_Task list_
1 > In the article on the Apple and IBM partnership, how many IBM business apps come loaded on the iPads and iPhones that IBM agrees to sell?
2 > Reproduce the article on the Apple and IBM partnership word for word, from "But business is" up to and including "with the iPad.".

_Source extract_
<<<<

Why has sexy Apple gone to bed with big boring IBM?
The Big Blue Apple affair: Inspired by Jobs, driven by Microsoft and Android
You only have to look at Jean Pigozzi's photo of Steve Jobs in his younger, rebellious years flipping the middle finger to the stuffed shirts at IBM while standing outside their stuffy offices in New York City to see just how far apart "cool" Apple once was from "legacy" IBM.
Ah, glory days, when IBM had just released its first boring personal computer while the seven-year-old Apple was poised to throw its first beautifully conceived Macintosh at it.
But business is business, it seems.
The recent enterprise deal between the two firms also seems counter to the logic of BYOD – bring your own device to work, something we’ve been hit over the head with for the past few years.
BYOD works like this: consumers like iPhones, they buy iPhones, consumers work for companies, those consumers bring their iPhones to work place.
Not only that, but Apple enjoys 15 per cent of the global smartphone market, according to Gartner. Apple’s iPad is 36 per cent of the tablets with the iPad.
So why would Apple get its hands covered in blue?
The partnership with IBM sees the computing and services giant agreeing to sell iPads and iPhones loaded with 150 IBM business apps ported to iOS.
Apple does the easy bit – support.
The IBM-Apple deal comes at a timely moment – a moment when there are signs that we could be at a tipping point in Apple’s dominance of corporate devices.
Apple’s smartphone presence has been in near permanent retreat since the arrival of Android and with the ascendancy of Samsung’s Galaxy phones.
Peak Apple was in the last quarter of 2011 – taht was when the firm held 25 per cent of the worldwide share for devices sold by vendor, according to Gartner. On tablets, Apple is now losing share while Android gains – Android grew at 127 last year while the market share of iOS shank.
In the context of the supposed BYOD backdraft from consumer to enterprise, this is bad news for Apple.
Somebody else used to have massive market share in mobile phones, too. Who was it? Let me think. Ah, yes: Nokia. And in the enterprise, RIM.
Is Apple in danger of becoming the next Nokia or RIM?

>>>>

_Extracted entries_
<<<<

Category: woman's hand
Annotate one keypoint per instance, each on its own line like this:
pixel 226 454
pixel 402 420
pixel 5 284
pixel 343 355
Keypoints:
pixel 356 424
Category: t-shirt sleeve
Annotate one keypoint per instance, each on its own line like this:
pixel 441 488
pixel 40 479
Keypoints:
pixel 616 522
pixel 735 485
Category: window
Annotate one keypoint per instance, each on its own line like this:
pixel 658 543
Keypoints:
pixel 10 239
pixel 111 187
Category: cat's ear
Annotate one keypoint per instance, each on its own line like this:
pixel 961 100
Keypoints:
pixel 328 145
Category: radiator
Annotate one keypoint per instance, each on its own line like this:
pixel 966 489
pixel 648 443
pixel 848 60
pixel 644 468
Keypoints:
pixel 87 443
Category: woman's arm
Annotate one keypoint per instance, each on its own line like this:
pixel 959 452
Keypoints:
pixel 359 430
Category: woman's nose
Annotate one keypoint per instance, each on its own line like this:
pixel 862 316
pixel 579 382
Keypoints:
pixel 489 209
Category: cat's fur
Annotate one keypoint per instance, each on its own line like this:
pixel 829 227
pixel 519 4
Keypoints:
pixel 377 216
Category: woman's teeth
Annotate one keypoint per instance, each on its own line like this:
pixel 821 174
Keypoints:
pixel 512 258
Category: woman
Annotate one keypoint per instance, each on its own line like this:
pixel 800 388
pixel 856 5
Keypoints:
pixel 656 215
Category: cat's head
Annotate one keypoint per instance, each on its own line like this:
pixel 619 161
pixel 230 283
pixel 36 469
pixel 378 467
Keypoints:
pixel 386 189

>>>>

_Solution list_
1 > 150 IBM business apps ported to iOS.

2 >
But business is business, it seems.
The recent enterprise deal between the two firms also seems counter to the logic of BYOD – bring your own device to work, something we’ve been hit over the head with for the past few years.
BYOD works like this: consumers like iPhones, they buy iPhones, consumers work for companies, those consumers bring their iPhones to work place.
Not only that, but Apple enjoys 15 per cent of the global smartphone market, according to Gartner. Apple’s iPad is 36 per cent of the tablets with the iPad.